◆ **GIVEN PASSAGE**
This is what experts say. 70% of poultry is raised outside. Meanwhile, there are new outbreaks of infection in northern Xinjiang and southern Yunnan.

Beijing (AsiaNews/Agencies) – Vaccinating all poultry raised in China against bird flu "is impossible", experts say. The government announced on 15 November that it will vaccinate all poultry and, at the beginning of this week, it said 60% have already been vaccinated. At the moment, there are 5.2 billion chickens in breeding farms and 14 billion will be bred over one year.

Experts have highlighted considerable technical problems. Above all, "the problem is it takes so many people to implement the programme across such immense territory," said Leon Russell, president of the World Veterinary Association. "It is not possible to provide medicine with the feed as this does not work on birds. And even if it did, the residue would contaminate the poultry meat and make it dangerous to consume."

Chinese television has shown workers spraying whole coops at a time, but the Food and Agriculture Organisation (FAO) said it had not heard of cases where this method had proven effective. Each and every bird must be injected with the vaccine.

◆ **SUPPLIED INFORMATION**

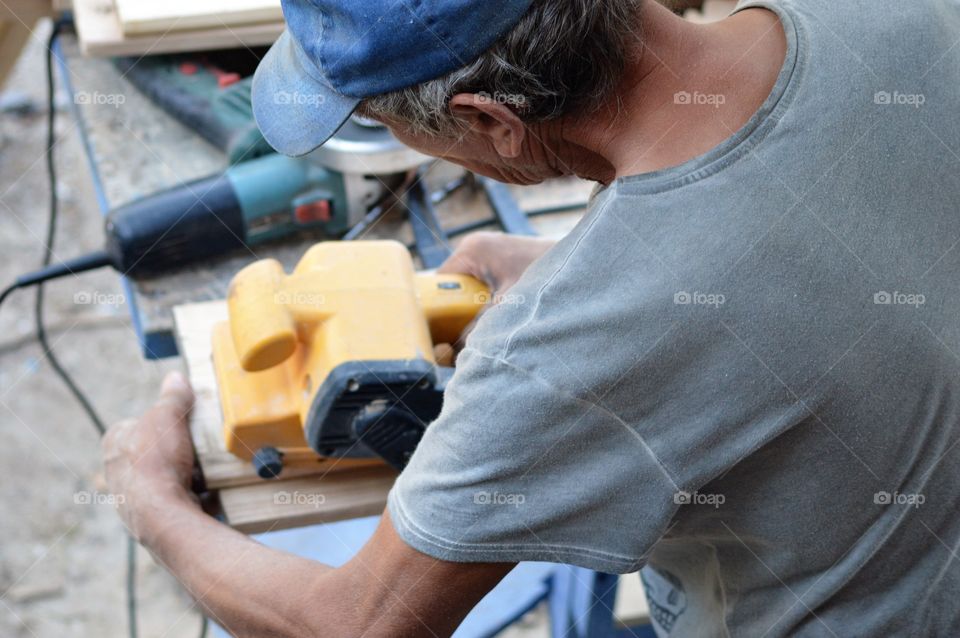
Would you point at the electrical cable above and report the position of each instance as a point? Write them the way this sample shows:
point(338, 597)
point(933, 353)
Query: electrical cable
point(51, 271)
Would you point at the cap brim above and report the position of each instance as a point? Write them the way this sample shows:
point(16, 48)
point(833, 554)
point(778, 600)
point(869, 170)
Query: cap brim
point(295, 111)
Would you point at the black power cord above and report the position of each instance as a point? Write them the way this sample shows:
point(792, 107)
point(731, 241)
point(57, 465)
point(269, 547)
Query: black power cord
point(50, 271)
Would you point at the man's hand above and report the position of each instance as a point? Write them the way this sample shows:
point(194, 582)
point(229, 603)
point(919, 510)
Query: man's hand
point(496, 259)
point(388, 589)
point(149, 461)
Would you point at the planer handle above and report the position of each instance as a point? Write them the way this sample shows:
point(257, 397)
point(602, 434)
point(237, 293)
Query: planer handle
point(450, 303)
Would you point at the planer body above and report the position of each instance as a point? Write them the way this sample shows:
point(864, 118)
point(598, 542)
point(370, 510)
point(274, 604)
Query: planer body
point(336, 359)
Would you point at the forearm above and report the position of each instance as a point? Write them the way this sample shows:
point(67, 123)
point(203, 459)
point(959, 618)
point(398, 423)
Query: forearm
point(248, 588)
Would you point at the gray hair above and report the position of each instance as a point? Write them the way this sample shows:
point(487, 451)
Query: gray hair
point(563, 57)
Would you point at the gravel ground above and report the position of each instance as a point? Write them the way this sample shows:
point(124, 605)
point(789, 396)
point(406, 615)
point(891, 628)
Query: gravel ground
point(62, 547)
point(62, 554)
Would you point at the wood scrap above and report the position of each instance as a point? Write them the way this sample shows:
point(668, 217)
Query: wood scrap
point(100, 33)
point(138, 17)
point(308, 492)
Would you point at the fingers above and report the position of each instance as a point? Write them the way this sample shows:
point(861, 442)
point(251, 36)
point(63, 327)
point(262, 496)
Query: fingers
point(468, 255)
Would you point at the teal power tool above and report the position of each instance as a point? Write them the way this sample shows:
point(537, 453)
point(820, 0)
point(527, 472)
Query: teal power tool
point(264, 197)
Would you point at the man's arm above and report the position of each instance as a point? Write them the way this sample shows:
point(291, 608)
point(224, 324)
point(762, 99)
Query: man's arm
point(387, 589)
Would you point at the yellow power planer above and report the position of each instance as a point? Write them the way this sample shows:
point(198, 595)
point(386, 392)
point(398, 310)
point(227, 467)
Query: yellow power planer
point(337, 358)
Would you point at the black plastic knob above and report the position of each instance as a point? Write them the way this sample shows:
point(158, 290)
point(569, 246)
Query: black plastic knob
point(268, 462)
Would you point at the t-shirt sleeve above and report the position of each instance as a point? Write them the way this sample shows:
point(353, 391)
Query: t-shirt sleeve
point(529, 460)
point(517, 470)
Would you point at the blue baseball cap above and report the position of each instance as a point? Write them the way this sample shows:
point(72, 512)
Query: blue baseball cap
point(335, 53)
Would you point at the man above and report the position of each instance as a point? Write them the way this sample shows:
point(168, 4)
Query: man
point(738, 372)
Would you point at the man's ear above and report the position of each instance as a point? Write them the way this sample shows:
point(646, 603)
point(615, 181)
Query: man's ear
point(488, 117)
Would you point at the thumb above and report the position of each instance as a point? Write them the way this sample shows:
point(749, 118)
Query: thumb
point(175, 394)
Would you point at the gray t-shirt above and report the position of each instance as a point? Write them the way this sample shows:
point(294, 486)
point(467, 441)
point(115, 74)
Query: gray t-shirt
point(743, 373)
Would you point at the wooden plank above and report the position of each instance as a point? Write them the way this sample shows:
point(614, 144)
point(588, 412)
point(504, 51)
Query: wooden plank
point(17, 21)
point(98, 27)
point(137, 16)
point(321, 491)
point(274, 505)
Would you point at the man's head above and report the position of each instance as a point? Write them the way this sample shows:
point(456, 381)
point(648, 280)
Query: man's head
point(533, 62)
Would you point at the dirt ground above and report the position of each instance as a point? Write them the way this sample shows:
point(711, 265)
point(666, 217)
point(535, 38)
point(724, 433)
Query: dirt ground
point(62, 548)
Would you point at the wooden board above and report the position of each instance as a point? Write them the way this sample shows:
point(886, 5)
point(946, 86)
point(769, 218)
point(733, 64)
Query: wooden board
point(137, 16)
point(17, 20)
point(100, 32)
point(320, 491)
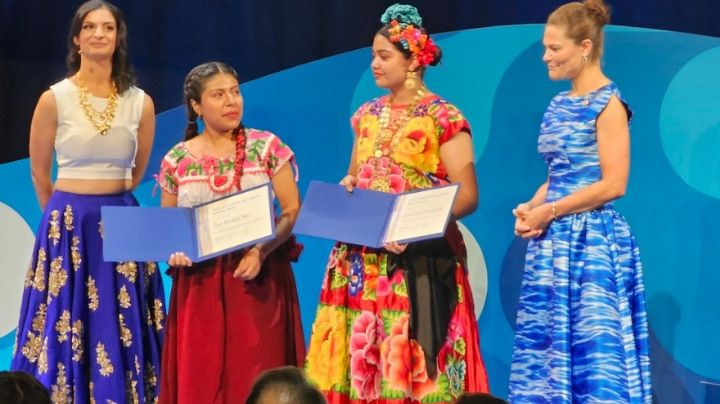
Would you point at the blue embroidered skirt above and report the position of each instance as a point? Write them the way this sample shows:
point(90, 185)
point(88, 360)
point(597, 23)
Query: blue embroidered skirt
point(89, 329)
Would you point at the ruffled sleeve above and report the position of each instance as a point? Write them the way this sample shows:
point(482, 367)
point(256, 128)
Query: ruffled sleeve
point(167, 178)
point(355, 118)
point(451, 121)
point(273, 152)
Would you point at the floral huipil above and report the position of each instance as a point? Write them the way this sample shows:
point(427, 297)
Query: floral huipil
point(365, 344)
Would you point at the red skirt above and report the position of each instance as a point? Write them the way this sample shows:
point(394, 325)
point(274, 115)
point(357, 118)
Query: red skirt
point(223, 332)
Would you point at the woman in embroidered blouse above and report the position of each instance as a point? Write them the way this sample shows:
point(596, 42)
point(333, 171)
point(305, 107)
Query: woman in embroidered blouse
point(582, 330)
point(90, 330)
point(397, 324)
point(235, 316)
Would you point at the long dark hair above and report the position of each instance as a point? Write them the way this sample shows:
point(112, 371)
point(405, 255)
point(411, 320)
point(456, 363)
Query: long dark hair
point(123, 74)
point(194, 86)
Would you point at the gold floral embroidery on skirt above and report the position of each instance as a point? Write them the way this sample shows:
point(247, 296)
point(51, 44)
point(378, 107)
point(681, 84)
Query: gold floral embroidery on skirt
point(128, 269)
point(61, 392)
point(125, 333)
point(159, 316)
point(62, 326)
point(150, 383)
point(75, 253)
point(124, 298)
point(58, 277)
point(150, 267)
point(42, 359)
point(29, 275)
point(77, 338)
point(39, 281)
point(103, 360)
point(33, 345)
point(131, 388)
point(54, 231)
point(93, 298)
point(67, 218)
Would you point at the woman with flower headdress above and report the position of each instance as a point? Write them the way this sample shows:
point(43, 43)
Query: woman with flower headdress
point(90, 330)
point(397, 324)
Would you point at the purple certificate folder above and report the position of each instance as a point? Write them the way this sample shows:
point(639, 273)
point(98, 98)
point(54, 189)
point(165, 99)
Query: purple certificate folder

◆ **WORK INSTRUCTION 1**
In the passage on vaccinating China's poultry against bird flu, what share of the birds did the government say had already been vaccinated at the beginning of the week?
◆ **WORK INSTRUCTION 2**
Continue the passage about China's bird flu vaccination campaign after its final sentence.

◆ **RESPONSE 1**
60%

◆ **RESPONSE 2**
Using an automatic injector, "each person can vaccinate about 600 an hour", said J.J. Giambrone, professor of poultry health at Auburn University in Alabama. However, he added, even if China has plenty of cheap labour available, "vaccinating 14 billion birds in the field by hand would be almost impossible."

Another difficulty is that 70% of Chinese poultry is raised in backyard farms spread across the territory.

In Vietnam too, the government started to vaccinate poultry in September. There are around 220 million birds and the authorities said that within a short time, vaccination would be completed in 58 out of 64 provinces. Hoang Dang Huyen, head of the Animal Health Department in Bac Giang province, said veterinarians visit households with more than 200 poultry for vaccination, while people with fewer fowl have to travel to an agreed location.

Another obstacle is the timing and costs involved in producing the necessary vaccines. China said it could produce 100 million doses of the vaccine per day, a claim which Giambrone dismissed as "nearly impossible". He said the vaccines are made in specific pathogen free (SPF) eggs, but there are not enough SPF eggs in the world to produce that much vaccine. If China is using regular hatching eggs, they "may be contaminated with bacteria and viruses," and this means they run the "risk [of] contaminating all their poultry flocks".

The use of fake vaccines is a widespread problem in China. Du Qingling, Agriculture Minister, warned this month that "the use of fake and shoddy vaccines will result in a disaster" and that only the use of certified vaccines can provide immunity to the virus.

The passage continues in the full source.